▸ Task brief
Copy out every record below with complete accuracy.

___ Data supplied ___

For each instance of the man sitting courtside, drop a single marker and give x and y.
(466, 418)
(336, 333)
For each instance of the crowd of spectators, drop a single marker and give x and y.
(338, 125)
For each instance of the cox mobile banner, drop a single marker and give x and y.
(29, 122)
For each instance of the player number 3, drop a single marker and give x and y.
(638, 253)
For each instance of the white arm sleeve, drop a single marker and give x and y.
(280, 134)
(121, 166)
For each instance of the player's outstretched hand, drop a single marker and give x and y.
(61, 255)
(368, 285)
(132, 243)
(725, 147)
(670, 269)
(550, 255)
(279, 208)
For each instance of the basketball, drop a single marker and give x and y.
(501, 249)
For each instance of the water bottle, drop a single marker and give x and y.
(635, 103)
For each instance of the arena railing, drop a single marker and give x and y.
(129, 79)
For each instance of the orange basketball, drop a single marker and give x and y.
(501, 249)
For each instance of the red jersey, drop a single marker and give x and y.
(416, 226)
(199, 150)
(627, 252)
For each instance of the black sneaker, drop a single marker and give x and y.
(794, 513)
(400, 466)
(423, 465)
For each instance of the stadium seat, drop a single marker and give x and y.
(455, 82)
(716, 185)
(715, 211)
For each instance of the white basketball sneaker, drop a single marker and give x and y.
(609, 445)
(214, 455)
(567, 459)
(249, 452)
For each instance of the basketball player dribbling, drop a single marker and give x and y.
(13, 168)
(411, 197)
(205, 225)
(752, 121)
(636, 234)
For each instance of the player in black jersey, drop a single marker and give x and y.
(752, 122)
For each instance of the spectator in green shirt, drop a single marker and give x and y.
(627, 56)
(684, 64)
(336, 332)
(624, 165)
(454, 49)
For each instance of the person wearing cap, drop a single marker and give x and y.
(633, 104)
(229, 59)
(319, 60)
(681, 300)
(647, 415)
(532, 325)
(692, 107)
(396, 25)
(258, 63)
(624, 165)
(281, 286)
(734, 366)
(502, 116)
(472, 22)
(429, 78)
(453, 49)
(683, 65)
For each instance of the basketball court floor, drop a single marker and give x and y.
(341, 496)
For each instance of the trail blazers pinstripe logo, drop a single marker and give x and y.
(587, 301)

___

▸ Result for this task
For each instance of the man sitting courtside, drop a single marker and give x and y.
(466, 418)
(336, 333)
For each instance of the crowd of spectators, drop a single marker and give x and y.
(338, 125)
For each instance of the cox mobile banner, drop a single marker and give x and y.
(29, 122)
For each instance of the player number 3, drop a single marker and give x and y.
(638, 253)
For each instance of the white arm sleeve, drop a single marker and give x and y.
(280, 134)
(121, 166)
For each instance of the player's outstretched hand, drop a single marker and give x and y.
(61, 255)
(368, 285)
(132, 243)
(725, 147)
(670, 269)
(550, 255)
(279, 208)
For each instance of the basketball, drop a single marker and give x and y.
(501, 249)
For each instance of the water bottle, drop a single marker and give x and y.
(635, 103)
For each instance of the arena railing, drop a single marker and give x and y.
(129, 79)
For each instance of the orange basketball, drop a single marker and give x and y.
(501, 249)
For each instance of the red jersey, drop a single marker and give x and y.
(416, 226)
(199, 150)
(627, 252)
For each instance of the black sneaker, drop a single marker and give x and y.
(794, 513)
(400, 466)
(423, 465)
For each instance of the stadium seat, drop a single marker and give x and y.
(455, 82)
(716, 185)
(715, 211)
For each instance of the white basketball sneaker, drop a single marker and give x and y.
(609, 445)
(214, 455)
(567, 459)
(249, 452)
For each instance of the basketball player dribbling, drop a single marker and give x and y.
(13, 168)
(411, 197)
(205, 225)
(752, 121)
(636, 234)
For each instance of the player in black jersey, drop a single marker and give x and y.
(752, 122)
For each instance of the spectator in green shirt, drop a single marker and give x and y.
(627, 56)
(684, 64)
(336, 332)
(624, 165)
(454, 49)
For each instance of the person wearing cap, drop a single marker and give x and y.
(633, 104)
(229, 59)
(319, 60)
(681, 300)
(647, 415)
(532, 325)
(692, 107)
(396, 25)
(258, 63)
(624, 165)
(281, 286)
(734, 366)
(502, 116)
(472, 22)
(429, 78)
(453, 49)
(683, 65)
For each instance of the basketball court floor, drop a single marker and give x and y.
(341, 496)
For each instance of the trail blazers pinstripe logo, drop a single marker and give x and y.
(587, 301)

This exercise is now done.